[Stored entries]
::::

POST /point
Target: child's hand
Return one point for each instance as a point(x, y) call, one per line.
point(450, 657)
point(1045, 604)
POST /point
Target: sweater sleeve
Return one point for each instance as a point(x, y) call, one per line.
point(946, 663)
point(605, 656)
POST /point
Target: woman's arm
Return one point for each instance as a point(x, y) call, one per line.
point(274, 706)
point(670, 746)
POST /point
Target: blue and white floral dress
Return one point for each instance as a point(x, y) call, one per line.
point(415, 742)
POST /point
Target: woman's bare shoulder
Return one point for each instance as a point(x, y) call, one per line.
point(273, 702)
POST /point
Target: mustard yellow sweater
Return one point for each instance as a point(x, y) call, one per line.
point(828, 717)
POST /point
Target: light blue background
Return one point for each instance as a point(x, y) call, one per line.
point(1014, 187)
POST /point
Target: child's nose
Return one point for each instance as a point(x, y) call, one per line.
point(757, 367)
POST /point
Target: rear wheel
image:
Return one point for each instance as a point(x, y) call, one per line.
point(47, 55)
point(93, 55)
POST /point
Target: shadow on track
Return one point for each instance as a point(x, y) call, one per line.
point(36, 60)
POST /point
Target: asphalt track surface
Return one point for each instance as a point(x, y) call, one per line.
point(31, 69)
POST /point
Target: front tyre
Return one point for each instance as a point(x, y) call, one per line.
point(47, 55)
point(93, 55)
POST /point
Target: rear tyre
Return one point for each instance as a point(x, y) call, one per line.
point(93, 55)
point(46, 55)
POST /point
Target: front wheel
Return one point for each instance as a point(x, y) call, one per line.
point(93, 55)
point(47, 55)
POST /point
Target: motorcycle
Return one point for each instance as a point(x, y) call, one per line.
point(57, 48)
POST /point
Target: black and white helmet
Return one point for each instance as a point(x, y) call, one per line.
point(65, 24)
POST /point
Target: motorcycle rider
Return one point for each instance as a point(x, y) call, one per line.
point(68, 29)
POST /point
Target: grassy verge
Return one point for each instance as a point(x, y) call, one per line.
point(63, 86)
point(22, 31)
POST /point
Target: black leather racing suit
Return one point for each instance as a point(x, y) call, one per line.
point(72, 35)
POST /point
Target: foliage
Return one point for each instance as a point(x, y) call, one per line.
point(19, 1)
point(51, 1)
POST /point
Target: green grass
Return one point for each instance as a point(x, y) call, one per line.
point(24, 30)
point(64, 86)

::::

> _Written problem_
Can you arrange every line of the data above as a numbered list, leaving out any blank lines?

> _Reply to the exercise_
1. POST /point
2. Target: child's hand
3. Return one point for each instance as a point(x, y) call, one per line.
4. point(450, 657)
5. point(1045, 604)
6. POST /point
7. Target: sweater sleeve
8. Return one point for each instance as a point(x, y) call, one per line.
9. point(946, 663)
10. point(605, 656)
11. POST /point
12. Target: woman's arm
13. Return one point for each instance as a point(x, y) call, one per line.
14. point(274, 706)
15. point(670, 746)
16. POST /point
17. Target: blue and white floral dress
18. Return one point for each instance as a point(x, y) call, one per line.
19. point(415, 742)
20. POST /point
21. Target: woman's bare shoulder
22. Return one point for each instance as a point(x, y) call, one per line.
23. point(273, 702)
24. POST /point
25. Target: mustard yellow sweater
26. Return one point for each instance as a point(x, y) call, one per line.
27. point(828, 717)
28. POST /point
29. Target: light blue background
30. Return one point for each instance as a point(x, y) call, one per line.
31. point(1014, 187)
32. POST /point
33. Target: child's nose
34. Return one point for each instance as a point(x, y) call, one per line.
35. point(757, 367)
36. POST /point
37. Target: rear wheel
38. image:
39. Return one point for each instance as a point(x, y) call, one per line.
40. point(47, 55)
41. point(93, 55)
42. POST /point
43. Target: shadow on track
44. Return one point for each instance as a point(x, y) call, one per line.
45. point(36, 60)
46. POST /point
47. Target: asphalt track surface
48. Return one point for each instance as a point(x, y) call, one per line.
49. point(31, 69)
50. POST /point
51. Target: front tyre
52. Return one point for each instance as a point(x, y) call, one per line.
53. point(47, 55)
54. point(93, 55)
55. POST /point
56. Target: rear tyre
57. Return one point for each instance as a point(x, y) call, one per line.
58. point(93, 55)
59. point(46, 55)
60. POST /point
61. Target: front wheel
62. Return one point for each instance as a point(x, y) call, one per line.
63. point(93, 55)
64. point(47, 55)
65. POST /point
66. Target: motorcycle
67. Return one point for each instance as a point(x, y) call, one per line.
68. point(57, 48)
69. POST /point
70. Target: black and white helmet
71. Return one point for each instance as a point(x, y) call, one per line.
72. point(65, 24)
73. POST /point
74. Target: motorcycle rider
75. Return one point for each instance as a point(x, y) call, one per line.
76. point(68, 29)
77. POST /point
78. Target: grassy verge
79. Return one point for each instance as a point(x, y) call, one per line.
80. point(63, 86)
81. point(22, 31)
82. POST /point
83. Target: black leather racing suit
84. Return one point for each instance as a point(x, y) call, one per line.
85. point(72, 35)
86. POST /point
87. Target: foliage
88. Return one point for each instance as a point(x, y) call, one per line.
89. point(19, 1)
90. point(51, 1)
91. POST /point
92. Target: green grass
93. Return one point for each instance as a point(x, y) call, one per line.
94. point(24, 30)
95. point(64, 86)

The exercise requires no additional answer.